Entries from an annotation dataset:

* * *

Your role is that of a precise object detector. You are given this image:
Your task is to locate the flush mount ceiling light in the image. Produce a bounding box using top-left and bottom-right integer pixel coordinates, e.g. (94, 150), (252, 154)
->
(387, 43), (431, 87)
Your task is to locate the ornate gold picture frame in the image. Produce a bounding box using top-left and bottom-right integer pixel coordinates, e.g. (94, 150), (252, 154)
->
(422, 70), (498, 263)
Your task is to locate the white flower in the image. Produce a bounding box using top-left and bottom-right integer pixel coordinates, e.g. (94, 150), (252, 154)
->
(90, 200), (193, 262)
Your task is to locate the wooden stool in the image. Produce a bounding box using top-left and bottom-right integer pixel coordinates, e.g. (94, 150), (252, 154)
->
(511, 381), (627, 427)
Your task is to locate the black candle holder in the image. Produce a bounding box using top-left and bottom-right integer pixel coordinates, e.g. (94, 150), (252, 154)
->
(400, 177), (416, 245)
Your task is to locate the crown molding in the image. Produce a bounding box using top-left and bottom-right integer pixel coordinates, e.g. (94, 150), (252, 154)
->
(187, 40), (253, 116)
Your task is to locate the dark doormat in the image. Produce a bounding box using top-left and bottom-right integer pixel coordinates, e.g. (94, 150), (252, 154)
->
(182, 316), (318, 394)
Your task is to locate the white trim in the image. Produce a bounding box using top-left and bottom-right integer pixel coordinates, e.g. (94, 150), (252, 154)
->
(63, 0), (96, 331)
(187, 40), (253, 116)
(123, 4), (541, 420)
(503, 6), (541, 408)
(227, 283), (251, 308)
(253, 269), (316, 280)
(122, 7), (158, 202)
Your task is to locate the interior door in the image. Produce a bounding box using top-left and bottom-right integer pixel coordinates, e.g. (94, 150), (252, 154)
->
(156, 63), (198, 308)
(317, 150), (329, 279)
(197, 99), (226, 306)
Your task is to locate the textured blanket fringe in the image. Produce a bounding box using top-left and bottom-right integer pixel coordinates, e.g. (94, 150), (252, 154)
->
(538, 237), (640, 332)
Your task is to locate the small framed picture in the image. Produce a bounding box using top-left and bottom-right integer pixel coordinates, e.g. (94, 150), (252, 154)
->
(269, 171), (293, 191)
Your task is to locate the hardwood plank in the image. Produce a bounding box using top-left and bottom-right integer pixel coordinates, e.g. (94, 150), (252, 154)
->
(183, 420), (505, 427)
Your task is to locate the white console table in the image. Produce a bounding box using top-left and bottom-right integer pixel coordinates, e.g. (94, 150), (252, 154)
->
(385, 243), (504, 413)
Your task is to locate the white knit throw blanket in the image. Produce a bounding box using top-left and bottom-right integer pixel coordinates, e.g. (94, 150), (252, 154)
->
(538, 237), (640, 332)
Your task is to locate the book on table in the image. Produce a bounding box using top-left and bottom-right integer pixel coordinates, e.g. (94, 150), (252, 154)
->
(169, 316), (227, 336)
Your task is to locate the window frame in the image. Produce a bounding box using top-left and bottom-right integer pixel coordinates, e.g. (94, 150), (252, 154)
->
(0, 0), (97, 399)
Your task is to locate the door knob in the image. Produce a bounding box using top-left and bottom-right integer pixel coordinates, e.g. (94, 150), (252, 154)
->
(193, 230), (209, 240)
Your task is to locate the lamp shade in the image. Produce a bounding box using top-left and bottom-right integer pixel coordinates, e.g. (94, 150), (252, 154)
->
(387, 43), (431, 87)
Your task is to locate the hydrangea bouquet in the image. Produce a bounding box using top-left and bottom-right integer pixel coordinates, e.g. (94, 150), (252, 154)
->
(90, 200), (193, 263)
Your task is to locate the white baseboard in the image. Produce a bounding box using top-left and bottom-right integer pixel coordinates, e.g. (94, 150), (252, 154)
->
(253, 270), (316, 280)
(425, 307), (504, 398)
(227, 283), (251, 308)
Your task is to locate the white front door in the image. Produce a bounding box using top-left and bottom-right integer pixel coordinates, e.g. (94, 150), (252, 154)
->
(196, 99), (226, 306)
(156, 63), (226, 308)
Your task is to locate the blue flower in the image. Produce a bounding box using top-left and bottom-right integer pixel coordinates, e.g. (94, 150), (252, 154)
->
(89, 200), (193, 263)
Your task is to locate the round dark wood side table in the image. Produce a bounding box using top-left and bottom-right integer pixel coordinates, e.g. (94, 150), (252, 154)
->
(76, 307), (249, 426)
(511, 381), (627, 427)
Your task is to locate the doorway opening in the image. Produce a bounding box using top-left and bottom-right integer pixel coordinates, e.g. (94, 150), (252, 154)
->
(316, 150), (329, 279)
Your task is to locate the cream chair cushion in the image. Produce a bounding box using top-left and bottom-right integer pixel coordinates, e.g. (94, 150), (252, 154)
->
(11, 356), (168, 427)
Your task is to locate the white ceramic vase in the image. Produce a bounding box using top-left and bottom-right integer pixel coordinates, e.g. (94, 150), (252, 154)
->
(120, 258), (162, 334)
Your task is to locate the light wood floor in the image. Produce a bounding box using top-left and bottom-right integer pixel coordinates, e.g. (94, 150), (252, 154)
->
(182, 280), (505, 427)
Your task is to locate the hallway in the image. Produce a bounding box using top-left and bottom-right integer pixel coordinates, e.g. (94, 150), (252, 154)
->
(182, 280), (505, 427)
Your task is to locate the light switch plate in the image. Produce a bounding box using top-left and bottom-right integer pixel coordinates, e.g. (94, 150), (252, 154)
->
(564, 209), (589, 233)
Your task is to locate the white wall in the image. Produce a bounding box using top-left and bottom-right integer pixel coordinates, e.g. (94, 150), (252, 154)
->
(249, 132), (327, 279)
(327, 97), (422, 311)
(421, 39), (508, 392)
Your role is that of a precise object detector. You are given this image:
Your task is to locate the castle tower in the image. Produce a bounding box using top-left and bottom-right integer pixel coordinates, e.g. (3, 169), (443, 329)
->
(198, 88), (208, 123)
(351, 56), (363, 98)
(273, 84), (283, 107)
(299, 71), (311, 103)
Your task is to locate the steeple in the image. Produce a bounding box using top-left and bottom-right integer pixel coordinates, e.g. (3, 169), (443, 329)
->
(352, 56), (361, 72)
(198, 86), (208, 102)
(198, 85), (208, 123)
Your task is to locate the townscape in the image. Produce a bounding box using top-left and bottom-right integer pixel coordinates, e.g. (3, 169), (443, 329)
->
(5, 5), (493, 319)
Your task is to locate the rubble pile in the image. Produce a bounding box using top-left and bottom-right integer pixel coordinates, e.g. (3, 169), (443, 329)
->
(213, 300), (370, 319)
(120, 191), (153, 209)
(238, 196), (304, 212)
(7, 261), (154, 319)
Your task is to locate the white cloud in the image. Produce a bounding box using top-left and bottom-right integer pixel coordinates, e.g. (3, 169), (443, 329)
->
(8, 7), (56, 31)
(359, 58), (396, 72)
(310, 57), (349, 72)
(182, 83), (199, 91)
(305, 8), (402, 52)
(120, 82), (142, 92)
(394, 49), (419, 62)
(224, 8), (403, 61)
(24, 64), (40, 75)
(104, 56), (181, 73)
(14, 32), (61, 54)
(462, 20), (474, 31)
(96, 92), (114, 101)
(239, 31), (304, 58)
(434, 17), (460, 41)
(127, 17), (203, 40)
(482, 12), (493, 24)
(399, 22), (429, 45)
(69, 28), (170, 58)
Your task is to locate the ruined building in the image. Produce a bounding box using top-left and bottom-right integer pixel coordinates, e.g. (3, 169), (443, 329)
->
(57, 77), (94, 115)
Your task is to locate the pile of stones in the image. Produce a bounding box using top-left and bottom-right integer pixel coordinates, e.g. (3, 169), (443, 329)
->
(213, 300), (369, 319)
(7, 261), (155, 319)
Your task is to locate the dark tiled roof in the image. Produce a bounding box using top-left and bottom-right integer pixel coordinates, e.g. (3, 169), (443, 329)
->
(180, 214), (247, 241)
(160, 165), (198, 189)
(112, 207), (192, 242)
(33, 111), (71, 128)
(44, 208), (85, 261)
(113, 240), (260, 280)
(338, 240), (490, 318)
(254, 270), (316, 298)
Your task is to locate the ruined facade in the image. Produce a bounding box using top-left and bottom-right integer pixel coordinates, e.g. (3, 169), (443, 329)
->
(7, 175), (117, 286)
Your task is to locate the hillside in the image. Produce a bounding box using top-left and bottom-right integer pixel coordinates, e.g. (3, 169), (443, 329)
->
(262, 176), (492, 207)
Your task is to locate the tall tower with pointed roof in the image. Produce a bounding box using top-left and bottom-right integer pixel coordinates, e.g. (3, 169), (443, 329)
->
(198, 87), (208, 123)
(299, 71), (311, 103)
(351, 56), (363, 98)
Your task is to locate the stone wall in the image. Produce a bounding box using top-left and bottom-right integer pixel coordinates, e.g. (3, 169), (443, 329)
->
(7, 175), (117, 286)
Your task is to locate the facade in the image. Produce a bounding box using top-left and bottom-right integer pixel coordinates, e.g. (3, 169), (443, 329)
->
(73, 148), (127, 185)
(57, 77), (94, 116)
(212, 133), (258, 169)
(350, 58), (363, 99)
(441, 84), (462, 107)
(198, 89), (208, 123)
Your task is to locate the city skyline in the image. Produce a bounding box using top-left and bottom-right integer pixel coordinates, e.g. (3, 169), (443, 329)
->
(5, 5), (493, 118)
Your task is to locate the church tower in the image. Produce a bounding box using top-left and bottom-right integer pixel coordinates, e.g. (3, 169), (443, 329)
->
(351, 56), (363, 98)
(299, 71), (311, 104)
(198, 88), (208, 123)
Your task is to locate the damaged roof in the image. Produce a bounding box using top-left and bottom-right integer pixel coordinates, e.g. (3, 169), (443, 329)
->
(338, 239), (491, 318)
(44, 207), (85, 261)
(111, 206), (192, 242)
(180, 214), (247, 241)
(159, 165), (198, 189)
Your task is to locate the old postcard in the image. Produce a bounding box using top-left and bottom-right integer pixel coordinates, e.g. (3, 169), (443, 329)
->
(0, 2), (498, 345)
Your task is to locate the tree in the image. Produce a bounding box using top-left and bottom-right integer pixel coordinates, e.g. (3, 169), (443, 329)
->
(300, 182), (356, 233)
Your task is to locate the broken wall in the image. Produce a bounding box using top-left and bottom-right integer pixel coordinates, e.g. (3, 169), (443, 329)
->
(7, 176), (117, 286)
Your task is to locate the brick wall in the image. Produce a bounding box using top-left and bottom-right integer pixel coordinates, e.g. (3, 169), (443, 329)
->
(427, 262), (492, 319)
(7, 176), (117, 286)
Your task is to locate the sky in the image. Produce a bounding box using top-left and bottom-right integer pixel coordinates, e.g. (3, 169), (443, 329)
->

* * *

• [WHAT THE EXERCISE ASKS]: Rewrite everything from the line containing "Your task is to locate the wooden" down to the line containing "(385, 243), (504, 413)", changing each "Produce a bounding box" to "Return a bounding box" and leaving all else as it is.

• [RESPONSE TO THIS TASK]:
Your task is to locate the wooden stool in the image. Return a bounding box using top-left and bottom-right integer pixel coordinates, e.g. (94, 150), (252, 154)
->
(511, 381), (627, 427)
Your task is to locate the black candle holder in the image. Return a bounding box using top-left and bottom-right integer pixel coordinates, e.g. (94, 150), (252, 154)
->
(400, 177), (416, 245)
Your task is to locate the crown molding in the image. Return a bounding box using top-left and bottom-right integer pixel coordinates, e.g. (94, 150), (252, 154)
->
(187, 40), (253, 116)
Your task is to locate the dark doormat in the image. Return a bounding box using top-left and bottom-right integer pixel coordinates, e.g. (94, 150), (252, 154)
->
(182, 316), (318, 394)
Your task is to locate the white trim in the image. Return a bounding box using top-left and bottom-right integer pixel coordinates, e.g. (94, 150), (252, 154)
->
(63, 0), (96, 331)
(187, 40), (253, 116)
(123, 4), (541, 420)
(503, 6), (541, 408)
(227, 283), (251, 308)
(253, 269), (316, 280)
(122, 7), (158, 202)
Your task is to locate the interior door in the image. Return a bounding box using top-left and bottom-right integer pixel coordinates, e.g. (94, 150), (252, 154)
->
(156, 63), (198, 308)
(317, 150), (329, 279)
(197, 99), (226, 306)
Your task is to locate the textured blanket fringe in the image. Return a bounding box using top-left and bottom-right integer pixel coordinates, e.g. (94, 150), (252, 154)
->
(538, 237), (640, 332)
Your task is to locate the small framed picture in the image. Return a bounding box using top-left and bottom-right integer pixel coordinates, e.g. (94, 150), (252, 154)
->
(269, 171), (293, 191)
Your task is to locate the hardwood plank in the image. Return a bounding box using top-left and bottom-right integer pixel coordinates, e.g. (94, 150), (252, 154)
->
(183, 420), (505, 427)
Your task is to locate the white console table in the image. Return a bounding box using top-left and bottom-right integer pixel coordinates, e.g. (94, 150), (252, 154)
->
(385, 243), (504, 413)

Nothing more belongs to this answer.